What you are asked to do
Pick out each line of the material below that contains the string "background", and copy those lines.

Excerpts of pointing data

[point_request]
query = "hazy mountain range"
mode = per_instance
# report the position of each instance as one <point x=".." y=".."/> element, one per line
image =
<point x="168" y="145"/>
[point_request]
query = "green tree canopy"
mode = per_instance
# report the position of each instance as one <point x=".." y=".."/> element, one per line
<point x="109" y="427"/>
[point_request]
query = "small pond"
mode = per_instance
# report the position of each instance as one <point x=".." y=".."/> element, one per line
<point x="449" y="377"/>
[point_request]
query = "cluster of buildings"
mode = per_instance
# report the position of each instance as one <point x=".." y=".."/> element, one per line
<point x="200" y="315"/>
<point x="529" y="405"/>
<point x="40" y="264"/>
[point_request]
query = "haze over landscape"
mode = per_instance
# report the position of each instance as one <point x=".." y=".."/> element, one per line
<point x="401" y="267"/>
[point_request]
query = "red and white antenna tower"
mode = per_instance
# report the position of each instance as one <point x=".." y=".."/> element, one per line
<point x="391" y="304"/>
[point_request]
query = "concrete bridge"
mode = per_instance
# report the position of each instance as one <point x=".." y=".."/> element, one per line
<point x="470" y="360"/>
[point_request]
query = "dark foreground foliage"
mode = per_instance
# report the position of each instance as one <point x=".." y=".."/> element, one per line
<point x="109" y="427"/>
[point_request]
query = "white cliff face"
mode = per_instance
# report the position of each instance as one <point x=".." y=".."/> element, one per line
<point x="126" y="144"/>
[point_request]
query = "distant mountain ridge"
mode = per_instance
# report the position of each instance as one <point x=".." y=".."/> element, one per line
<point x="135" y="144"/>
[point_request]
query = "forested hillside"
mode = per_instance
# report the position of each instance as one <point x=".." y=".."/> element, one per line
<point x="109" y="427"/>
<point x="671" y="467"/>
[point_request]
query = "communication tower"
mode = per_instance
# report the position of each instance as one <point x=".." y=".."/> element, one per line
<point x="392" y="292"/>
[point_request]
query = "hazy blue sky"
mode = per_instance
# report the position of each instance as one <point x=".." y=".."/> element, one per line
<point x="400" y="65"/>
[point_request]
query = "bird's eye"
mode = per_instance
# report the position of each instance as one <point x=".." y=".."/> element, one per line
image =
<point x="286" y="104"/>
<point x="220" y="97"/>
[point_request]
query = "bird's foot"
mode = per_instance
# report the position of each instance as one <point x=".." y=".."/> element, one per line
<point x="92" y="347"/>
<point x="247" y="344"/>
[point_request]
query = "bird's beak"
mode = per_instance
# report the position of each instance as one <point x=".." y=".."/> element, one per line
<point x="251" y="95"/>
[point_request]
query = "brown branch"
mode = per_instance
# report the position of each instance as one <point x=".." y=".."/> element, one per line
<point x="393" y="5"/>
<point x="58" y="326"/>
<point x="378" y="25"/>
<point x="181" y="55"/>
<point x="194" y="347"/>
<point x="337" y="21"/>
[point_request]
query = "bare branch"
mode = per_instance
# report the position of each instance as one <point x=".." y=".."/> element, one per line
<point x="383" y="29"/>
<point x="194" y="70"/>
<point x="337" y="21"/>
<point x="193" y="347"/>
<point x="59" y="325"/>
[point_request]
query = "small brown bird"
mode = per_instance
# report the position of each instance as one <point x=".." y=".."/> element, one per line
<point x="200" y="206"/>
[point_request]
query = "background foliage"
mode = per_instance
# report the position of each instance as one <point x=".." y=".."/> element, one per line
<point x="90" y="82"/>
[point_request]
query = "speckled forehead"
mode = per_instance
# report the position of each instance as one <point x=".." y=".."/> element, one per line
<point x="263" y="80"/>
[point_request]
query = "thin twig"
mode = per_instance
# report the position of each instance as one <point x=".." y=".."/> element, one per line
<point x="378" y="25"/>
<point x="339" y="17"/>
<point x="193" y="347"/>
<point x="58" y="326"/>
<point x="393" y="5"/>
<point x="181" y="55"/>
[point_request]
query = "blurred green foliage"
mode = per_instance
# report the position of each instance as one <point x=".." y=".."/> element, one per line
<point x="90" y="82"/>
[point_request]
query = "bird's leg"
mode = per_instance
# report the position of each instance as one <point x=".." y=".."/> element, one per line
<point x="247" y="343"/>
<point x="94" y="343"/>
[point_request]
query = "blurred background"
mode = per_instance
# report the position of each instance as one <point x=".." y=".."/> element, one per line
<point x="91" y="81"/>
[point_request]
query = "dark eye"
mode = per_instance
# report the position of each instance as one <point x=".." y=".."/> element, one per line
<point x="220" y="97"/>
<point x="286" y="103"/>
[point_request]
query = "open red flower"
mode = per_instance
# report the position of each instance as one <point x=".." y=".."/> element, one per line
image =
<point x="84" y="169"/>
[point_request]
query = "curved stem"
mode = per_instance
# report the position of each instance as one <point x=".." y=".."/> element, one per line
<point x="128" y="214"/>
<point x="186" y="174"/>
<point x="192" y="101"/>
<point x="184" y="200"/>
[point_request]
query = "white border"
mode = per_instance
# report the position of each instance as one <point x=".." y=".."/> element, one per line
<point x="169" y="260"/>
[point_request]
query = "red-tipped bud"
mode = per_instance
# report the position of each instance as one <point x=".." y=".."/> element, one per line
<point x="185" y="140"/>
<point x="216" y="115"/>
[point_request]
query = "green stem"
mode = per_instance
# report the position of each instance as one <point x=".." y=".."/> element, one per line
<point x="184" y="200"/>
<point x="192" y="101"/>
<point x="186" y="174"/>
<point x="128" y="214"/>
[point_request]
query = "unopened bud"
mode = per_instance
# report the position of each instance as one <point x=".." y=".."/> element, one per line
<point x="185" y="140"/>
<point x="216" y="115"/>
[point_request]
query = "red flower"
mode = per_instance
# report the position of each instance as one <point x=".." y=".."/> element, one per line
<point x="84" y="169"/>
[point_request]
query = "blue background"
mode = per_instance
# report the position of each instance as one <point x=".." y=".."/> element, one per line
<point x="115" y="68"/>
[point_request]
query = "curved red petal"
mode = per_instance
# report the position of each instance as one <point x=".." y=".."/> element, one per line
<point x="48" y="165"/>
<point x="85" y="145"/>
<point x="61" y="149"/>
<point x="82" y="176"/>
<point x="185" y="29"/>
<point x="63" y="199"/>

Exercise solution
query = "background foliage"
query = "blurred background"
query = "blue background"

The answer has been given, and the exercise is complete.